The Unemployment Rate for July was 5.0% versus estimates of 5.0% and a reading of 5.0% in June. Average Hourly Earnings for July rose .4% versus estimates of a .2% increase and a .2% gain in June. The Change in Non-farm Payrolls for July was 207K versus estimates of 180K and an upwardly revised 166K in June. The Change in Manufacturing Payrolls for July was -4K versus estimates of -5K and -21K in June. US employers added 207,000 workers in July, a bigger increase than expected, suggesting companies are gaining confidence as the economy accelerates, Bloomberg reported. Moreover, the Unemployment Rate remained at 5.0%, near a 4-year low. An index of the number of industries hiring jumped to 62.9 in July, the highest since May 2004, Bloomberg said. Average monthly job growth is 191,000 this year versus 183,000 last year. “Short-term I’ve never seen a better economy,” said Barry Bosworth, senior economist at the Brookings Institute.

RECORD EXTRACTS –
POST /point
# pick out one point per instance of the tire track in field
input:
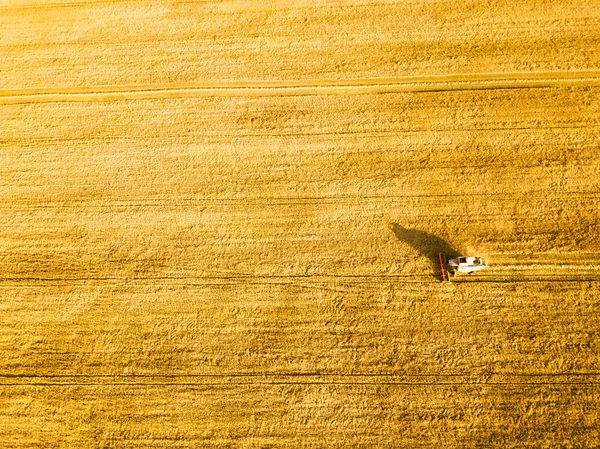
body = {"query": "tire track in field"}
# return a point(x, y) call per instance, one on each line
point(300, 281)
point(204, 202)
point(517, 380)
point(440, 83)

REQUEST 1 –
For the July jobs report, decide whether each statement agrees with the text: (a) Average hourly earnings in July rose more than estimated. (b) Manufacturing payrolls grew in July. (c) The unemployment rate rose from June to July. Answer yes or no for each, quoting the deciding words.
REQUEST 2 –
Turn the paragraph of the July jobs report that begins "The Unemployment Rate for July was 5.0%" into a brief list that keeps its main facts.

EXPECTED ANSWER 1 –
(a) Yes: "Average Hourly Earnings for July rose .4% versus estimates of a .2% increase"
(b) No: "The Change in Manufacturing Payrolls for July was -4K"
(c) No: "The Unemployment Rate for July was 5.0% versus estimates of 5.0% and a reading of 5.0% in June."

EXPECTED ANSWER 2 –
- Unemployment rate: 5.0% in July, matching estimates and June, near a 4-year low.
- Average hourly earnings: up .4% in July, against estimates of .2% and a .2% gain in June.
- Non-farm payrolls: up 207K in July, against estimates of 180K and an upwardly revised 166K in June. Bloomberg reported that this bigger-than-expected gain suggests companies are gaining confidence as the economy accelerates.
- Manufacturing payrolls: -4K in July, against estimates of -5K and -21K in June.
- Index of industries hiring: 62.9 in July, the highest since May 2004 (Bloomberg).
- Average monthly job growth: 191,000 this year, against 183,000 last year.
- Barry Bosworth, senior economist at the Brookings Institute: "Short-term I've never seen a better economy."